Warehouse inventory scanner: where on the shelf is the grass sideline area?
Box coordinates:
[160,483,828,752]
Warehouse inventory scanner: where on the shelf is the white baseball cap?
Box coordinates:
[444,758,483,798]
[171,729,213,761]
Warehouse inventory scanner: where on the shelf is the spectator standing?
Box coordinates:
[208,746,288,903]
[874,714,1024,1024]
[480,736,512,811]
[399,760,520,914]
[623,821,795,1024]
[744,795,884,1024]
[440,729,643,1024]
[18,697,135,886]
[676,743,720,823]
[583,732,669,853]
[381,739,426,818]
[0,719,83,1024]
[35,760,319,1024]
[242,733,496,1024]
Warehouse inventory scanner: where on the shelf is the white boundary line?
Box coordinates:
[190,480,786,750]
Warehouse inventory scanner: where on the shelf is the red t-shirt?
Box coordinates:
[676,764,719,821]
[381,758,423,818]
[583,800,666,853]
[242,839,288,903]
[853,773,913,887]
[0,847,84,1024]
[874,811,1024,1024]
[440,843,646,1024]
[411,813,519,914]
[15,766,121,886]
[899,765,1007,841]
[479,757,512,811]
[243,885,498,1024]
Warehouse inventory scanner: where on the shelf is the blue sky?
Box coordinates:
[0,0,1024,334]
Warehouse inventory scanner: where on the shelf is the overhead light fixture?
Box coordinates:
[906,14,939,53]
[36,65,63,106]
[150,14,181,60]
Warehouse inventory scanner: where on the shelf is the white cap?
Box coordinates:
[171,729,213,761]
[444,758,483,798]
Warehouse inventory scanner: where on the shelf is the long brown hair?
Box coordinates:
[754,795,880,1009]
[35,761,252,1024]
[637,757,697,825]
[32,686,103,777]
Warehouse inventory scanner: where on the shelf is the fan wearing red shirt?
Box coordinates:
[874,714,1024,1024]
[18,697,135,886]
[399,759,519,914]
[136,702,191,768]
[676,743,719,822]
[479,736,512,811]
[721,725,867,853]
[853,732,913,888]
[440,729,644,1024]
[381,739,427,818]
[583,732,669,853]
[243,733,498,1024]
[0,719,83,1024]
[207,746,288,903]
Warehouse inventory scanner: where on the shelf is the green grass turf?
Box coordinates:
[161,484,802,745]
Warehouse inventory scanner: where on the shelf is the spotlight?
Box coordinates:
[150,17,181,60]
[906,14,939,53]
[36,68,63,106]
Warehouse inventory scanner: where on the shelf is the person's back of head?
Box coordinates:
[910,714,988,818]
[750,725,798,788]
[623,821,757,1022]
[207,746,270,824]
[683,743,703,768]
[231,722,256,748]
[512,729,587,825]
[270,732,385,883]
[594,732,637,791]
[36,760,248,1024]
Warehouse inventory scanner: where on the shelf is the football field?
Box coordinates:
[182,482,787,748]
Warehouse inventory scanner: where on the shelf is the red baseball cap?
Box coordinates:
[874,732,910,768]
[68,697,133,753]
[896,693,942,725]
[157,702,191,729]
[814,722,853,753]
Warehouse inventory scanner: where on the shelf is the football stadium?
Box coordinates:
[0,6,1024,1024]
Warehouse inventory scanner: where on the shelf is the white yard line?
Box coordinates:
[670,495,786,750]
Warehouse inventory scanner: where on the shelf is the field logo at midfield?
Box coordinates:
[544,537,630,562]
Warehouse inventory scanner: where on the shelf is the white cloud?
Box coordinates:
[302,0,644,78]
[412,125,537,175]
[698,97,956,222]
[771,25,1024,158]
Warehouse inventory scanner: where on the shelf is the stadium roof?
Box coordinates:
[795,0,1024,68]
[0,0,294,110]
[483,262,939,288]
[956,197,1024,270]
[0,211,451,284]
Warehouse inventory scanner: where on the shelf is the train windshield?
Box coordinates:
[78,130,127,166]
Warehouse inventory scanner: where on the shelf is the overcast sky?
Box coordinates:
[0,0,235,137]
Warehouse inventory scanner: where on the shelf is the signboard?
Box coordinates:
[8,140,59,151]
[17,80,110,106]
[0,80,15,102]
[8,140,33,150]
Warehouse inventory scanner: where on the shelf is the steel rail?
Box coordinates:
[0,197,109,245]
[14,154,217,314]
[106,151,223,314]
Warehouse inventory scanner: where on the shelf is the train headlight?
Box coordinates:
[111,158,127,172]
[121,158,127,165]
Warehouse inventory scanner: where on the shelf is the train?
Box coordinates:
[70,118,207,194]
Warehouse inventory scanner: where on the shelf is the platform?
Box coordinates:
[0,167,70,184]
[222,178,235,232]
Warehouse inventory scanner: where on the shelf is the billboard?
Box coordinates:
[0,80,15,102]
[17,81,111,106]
-*-
Copy the part of the records that opens with the line containing "Warehouse inventory scanner: where on the shelf is the platform?" and continues through the end of the records, substituting "Bounding box" for "Box coordinates" and leaving all else unchanged.

§ COMPLETED TASK
Warehouse inventory scanner: where on the shelf is the platform?
Bounding box:
[0,167,70,184]
[222,178,235,232]
Warehouse inventory scanner: where on the shelf is the billboard?
Bounding box:
[0,80,15,102]
[17,81,111,106]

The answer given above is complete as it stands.